─── EXERCISE MATERIAL ───

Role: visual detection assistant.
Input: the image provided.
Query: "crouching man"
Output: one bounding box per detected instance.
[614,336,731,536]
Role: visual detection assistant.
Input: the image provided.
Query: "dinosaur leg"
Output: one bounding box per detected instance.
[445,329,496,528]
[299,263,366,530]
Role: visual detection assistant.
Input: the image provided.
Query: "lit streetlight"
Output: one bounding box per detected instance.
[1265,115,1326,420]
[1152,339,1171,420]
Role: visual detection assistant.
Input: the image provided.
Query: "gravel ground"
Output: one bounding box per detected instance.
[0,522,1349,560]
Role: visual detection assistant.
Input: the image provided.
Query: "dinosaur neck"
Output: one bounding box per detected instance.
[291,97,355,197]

───
─── EXERCISE MATERIAL ───

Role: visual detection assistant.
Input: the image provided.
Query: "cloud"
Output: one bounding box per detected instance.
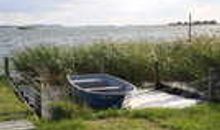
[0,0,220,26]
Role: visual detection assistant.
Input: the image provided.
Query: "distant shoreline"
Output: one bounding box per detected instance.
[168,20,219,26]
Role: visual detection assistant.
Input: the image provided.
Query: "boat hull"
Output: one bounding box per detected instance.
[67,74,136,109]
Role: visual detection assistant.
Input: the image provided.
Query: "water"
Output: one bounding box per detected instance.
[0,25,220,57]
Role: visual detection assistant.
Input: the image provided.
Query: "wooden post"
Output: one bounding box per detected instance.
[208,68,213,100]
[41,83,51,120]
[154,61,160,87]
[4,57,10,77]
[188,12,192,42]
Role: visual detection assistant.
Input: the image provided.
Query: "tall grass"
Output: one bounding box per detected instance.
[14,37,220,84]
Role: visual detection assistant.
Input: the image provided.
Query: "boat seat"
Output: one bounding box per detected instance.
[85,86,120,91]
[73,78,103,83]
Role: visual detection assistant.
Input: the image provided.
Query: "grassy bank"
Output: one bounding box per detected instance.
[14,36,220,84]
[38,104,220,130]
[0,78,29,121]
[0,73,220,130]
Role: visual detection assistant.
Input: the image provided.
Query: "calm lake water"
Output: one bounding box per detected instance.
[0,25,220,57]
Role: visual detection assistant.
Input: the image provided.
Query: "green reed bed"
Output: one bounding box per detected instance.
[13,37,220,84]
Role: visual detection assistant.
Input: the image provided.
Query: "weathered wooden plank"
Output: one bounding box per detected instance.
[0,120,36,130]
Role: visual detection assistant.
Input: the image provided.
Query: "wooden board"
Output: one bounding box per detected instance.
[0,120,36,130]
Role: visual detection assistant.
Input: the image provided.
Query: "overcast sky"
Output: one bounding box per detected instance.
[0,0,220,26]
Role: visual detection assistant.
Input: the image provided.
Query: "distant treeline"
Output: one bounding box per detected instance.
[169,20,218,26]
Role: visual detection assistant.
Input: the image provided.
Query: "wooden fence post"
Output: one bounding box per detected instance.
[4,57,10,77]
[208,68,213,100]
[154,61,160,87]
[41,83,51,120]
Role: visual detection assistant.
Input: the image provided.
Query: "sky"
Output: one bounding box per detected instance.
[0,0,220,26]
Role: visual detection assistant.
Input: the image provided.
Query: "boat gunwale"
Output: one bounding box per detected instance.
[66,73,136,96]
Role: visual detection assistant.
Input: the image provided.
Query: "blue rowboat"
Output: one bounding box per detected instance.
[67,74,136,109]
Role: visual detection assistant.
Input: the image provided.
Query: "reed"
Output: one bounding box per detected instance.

───

> INSTRUCTIONS FOR THE TASK:
Find every line in the entries above that contains the word "wooden", and copy each of those lines. Treat case as significant.

> COMPLETED EXERCISE:
Query: "wooden post"
Query: "weathered wooden plank"
Query: "wooden board"
Query: "wooden fence post"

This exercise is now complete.